§ YOUR INSTRUCTIONS:
Here the requirement is to repeat every record exactly, in full.

§ SUPPLIED MATERIAL:
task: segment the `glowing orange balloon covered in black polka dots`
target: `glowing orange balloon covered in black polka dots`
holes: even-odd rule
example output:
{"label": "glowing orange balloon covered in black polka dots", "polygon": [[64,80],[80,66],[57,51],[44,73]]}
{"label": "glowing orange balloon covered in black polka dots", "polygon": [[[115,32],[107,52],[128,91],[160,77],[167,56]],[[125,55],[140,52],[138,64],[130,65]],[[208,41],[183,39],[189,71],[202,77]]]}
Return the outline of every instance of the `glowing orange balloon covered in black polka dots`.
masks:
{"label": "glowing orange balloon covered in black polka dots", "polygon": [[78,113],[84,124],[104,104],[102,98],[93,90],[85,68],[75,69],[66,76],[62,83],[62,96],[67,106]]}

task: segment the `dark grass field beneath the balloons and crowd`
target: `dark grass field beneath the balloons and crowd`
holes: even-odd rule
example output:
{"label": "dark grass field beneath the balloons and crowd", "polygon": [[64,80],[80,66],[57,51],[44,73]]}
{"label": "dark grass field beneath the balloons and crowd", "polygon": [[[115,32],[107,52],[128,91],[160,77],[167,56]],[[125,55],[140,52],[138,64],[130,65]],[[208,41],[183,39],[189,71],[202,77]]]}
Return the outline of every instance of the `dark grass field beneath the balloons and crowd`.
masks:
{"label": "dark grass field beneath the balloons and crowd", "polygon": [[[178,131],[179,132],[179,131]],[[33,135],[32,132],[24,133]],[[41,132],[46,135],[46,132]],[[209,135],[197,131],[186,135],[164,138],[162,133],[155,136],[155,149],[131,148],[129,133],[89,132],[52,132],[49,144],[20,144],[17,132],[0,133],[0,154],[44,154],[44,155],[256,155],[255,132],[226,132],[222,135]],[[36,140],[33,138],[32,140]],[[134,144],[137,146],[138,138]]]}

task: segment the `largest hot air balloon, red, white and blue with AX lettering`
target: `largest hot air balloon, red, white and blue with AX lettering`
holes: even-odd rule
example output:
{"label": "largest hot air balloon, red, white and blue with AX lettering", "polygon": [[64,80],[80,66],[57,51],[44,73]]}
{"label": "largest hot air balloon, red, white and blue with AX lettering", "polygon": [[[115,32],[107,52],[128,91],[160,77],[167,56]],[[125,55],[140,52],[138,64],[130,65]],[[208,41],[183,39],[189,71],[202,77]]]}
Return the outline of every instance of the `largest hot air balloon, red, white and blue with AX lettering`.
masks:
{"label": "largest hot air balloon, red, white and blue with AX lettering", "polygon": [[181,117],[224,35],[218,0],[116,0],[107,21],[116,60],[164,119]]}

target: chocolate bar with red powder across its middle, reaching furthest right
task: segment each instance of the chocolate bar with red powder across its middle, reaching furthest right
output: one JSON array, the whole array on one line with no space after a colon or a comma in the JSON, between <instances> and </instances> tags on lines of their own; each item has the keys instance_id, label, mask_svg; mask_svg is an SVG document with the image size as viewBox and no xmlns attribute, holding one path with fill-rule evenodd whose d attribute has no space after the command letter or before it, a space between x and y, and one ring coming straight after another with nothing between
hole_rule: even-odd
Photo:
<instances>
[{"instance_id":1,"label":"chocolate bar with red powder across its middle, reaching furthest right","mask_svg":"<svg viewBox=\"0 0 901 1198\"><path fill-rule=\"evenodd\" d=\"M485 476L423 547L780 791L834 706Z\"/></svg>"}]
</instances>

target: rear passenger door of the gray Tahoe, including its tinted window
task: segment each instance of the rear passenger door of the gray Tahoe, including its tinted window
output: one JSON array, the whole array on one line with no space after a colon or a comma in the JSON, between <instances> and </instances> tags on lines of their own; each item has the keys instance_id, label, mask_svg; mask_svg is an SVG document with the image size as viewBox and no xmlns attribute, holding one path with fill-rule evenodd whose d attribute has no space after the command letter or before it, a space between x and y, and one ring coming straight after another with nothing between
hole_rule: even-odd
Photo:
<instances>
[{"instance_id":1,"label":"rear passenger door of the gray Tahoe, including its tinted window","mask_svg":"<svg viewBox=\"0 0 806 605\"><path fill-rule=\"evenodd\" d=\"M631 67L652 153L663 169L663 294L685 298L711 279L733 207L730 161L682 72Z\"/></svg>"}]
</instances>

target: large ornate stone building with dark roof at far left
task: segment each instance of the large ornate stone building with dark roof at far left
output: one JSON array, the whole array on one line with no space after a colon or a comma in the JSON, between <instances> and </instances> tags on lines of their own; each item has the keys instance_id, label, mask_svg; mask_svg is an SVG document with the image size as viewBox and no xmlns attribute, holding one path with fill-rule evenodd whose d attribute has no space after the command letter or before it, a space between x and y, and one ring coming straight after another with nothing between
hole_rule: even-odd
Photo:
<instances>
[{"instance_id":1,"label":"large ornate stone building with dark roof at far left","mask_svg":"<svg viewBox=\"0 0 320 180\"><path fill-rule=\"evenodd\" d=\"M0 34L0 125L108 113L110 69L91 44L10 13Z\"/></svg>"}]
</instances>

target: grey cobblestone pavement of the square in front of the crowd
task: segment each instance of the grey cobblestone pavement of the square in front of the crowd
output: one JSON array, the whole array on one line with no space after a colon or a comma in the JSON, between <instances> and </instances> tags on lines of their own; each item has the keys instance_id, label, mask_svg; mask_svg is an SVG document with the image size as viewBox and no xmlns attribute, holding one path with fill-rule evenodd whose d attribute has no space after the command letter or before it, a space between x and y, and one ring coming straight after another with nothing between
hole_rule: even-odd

§ SOLUTION:
task: segment the `glowing orange balloon covered in black polka dots`
target: `glowing orange balloon covered in black polka dots`
holes: even-odd rule
example output:
{"label": "glowing orange balloon covered in black polka dots", "polygon": [[64,80],[80,66],[57,51],[44,73]]}
{"label": "glowing orange balloon covered in black polka dots", "polygon": [[[115,32],[107,52],[128,91],[160,77],[167,56]],[[125,55],[140,52],[138,64],[130,65]],[[208,41],[183,39],[189,71],[202,77]]]}
Return the outline of every instance of the `glowing orange balloon covered in black polka dots`.
masks:
{"label": "glowing orange balloon covered in black polka dots", "polygon": [[78,113],[84,124],[104,104],[102,98],[93,90],[85,68],[75,69],[66,76],[62,83],[62,96],[67,106]]}

task: segment the `dark grass field beneath the balloons and crowd`
target: `dark grass field beneath the balloons and crowd`
holes: even-odd rule
example output:
{"label": "dark grass field beneath the balloons and crowd", "polygon": [[64,80],[80,66],[57,51],[44,73]]}
{"label": "dark grass field beneath the balloons and crowd", "polygon": [[[115,32],[107,52],[128,91],[160,77],[167,56]],[[125,55],[140,52],[138,64],[130,65]],[[208,41],[183,39],[189,71],[202,77]]]}
Return the outline of every instance of the `dark grass field beneath the balloons and crowd`.
masks:
{"label": "dark grass field beneath the balloons and crowd", "polygon": [[[178,131],[179,132],[179,131]],[[33,135],[32,132],[24,133]],[[41,132],[46,135],[46,132]],[[209,135],[197,131],[186,135],[164,138],[162,133],[155,136],[155,149],[131,148],[129,133],[89,132],[52,132],[49,144],[20,144],[17,132],[0,133],[0,154],[44,154],[44,155],[256,155],[255,132],[226,132],[222,135]],[[36,140],[33,138],[32,140]],[[134,144],[137,146],[138,138]]]}

task: segment the `largest hot air balloon, red, white and blue with AX lettering`
target: `largest hot air balloon, red, white and blue with AX lettering`
holes: even-odd rule
example output:
{"label": "largest hot air balloon, red, white and blue with AX lettering", "polygon": [[64,80],[80,66],[57,51],[44,73]]}
{"label": "largest hot air balloon, red, white and blue with AX lettering", "polygon": [[[115,32],[107,52],[128,91],[160,77],[167,56]],[[125,55],[140,52],[138,64],[130,65]],[[208,41],[183,39],[189,71],[202,77]]]}
Return the outline of every instance of the `largest hot air balloon, red, white and blue with AX lettering`.
masks:
{"label": "largest hot air balloon, red, white and blue with AX lettering", "polygon": [[181,117],[224,35],[218,0],[116,0],[107,21],[116,60],[164,119]]}

target: chocolate bar with red powder across its middle, reaching furthest right
task: segment each instance of the chocolate bar with red powder across its middle, reaching furthest right
output: one JSON array, the whole array on one line with no space after a colon or a comma in the JSON, between <instances> and </instances> tags on lines of their own; each item has the keys instance_id, label, mask_svg; mask_svg is an SVG document with the image size as viewBox and no xmlns attribute, holding one path with fill-rule evenodd whose d attribute has no space after the command letter or before it, a space between x and y, and one ring coming straight after another with nothing between
hole_rule: even-odd
Photo:
<instances>
[{"instance_id":1,"label":"chocolate bar with red powder across its middle, reaching furthest right","mask_svg":"<svg viewBox=\"0 0 901 1198\"><path fill-rule=\"evenodd\" d=\"M485 476L423 547L780 791L834 706Z\"/></svg>"}]
</instances>

target: rear passenger door of the gray Tahoe, including its tinted window
task: segment each instance of the rear passenger door of the gray Tahoe, including its tinted window
output: one JSON array, the whole array on one line with no space after a colon or a comma in the JSON, between <instances> and </instances> tags on lines of their own; each item has the keys instance_id, label, mask_svg; mask_svg is an SVG document with the image size as viewBox and no xmlns attribute, holding one path with fill-rule evenodd whose d attribute has no space after the command letter or before it, a space between x and y, and one ring coming straight after another with nothing between
hole_rule: even-odd
Photo:
<instances>
[{"instance_id":1,"label":"rear passenger door of the gray Tahoe, including its tinted window","mask_svg":"<svg viewBox=\"0 0 806 605\"><path fill-rule=\"evenodd\" d=\"M631 67L652 153L663 169L663 294L685 298L711 279L733 207L730 161L682 72Z\"/></svg>"}]
</instances>

target: large ornate stone building with dark roof at far left
task: segment each instance of the large ornate stone building with dark roof at far left
output: one JSON array, the whole array on one line with no space after a colon or a comma in the JSON, between <instances> and </instances> tags on lines of their own; each item has the keys instance_id, label, mask_svg; mask_svg is an SVG document with the image size as viewBox and no xmlns attribute, holding one path with fill-rule evenodd whose d attribute has no space after the command letter or before it, a space between x and y, and one ring coming straight after another with nothing between
hole_rule: even-odd
Photo:
<instances>
[{"instance_id":1,"label":"large ornate stone building with dark roof at far left","mask_svg":"<svg viewBox=\"0 0 320 180\"><path fill-rule=\"evenodd\" d=\"M0 34L0 125L108 113L110 69L91 44L10 13Z\"/></svg>"}]
</instances>

target: grey cobblestone pavement of the square in front of the crowd
task: segment each instance of the grey cobblestone pavement of the square in front of the crowd
output: one JSON array, the whole array on one line with no space after a colon or a comma in the JSON, between <instances> and </instances> tags on lines of their own; each item has the keys instance_id, label, mask_svg; mask_svg is an SVG document with the image size as viewBox and no xmlns attribute, holding one path with fill-rule evenodd whose d attribute has no space after the command letter or before it, a space between x and y, and one ring coming straight after another with nothing between
hole_rule: even-odd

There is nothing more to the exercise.